_Required work:_ What is needed here is an exact copy of all the records below.

Source material START

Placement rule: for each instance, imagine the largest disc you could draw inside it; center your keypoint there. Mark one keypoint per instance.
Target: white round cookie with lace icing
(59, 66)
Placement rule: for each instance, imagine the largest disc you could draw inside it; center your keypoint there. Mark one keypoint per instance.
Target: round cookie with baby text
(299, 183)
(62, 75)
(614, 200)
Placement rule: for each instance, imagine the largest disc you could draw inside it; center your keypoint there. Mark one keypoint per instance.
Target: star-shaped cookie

Source material END

_The completed task:_
Placement rule: for each instance, imagine the largest disc you could draw inside it; center your keypoint there. Mark one keypoint per instance.
Target: white round cookie with lace icing
(59, 66)
Placement rule: for each instance, imagine the largest disc you could draw inside it; center your keypoint there. Mark one keypoint per instance.
Target: round cookie with baby text
(299, 183)
(62, 75)
(614, 200)
Placement rule: for each instance, imagine the largest disc you could draw inside it; center your keypoint there. Mark one keypoint per instance.
Target: star-shaped cookie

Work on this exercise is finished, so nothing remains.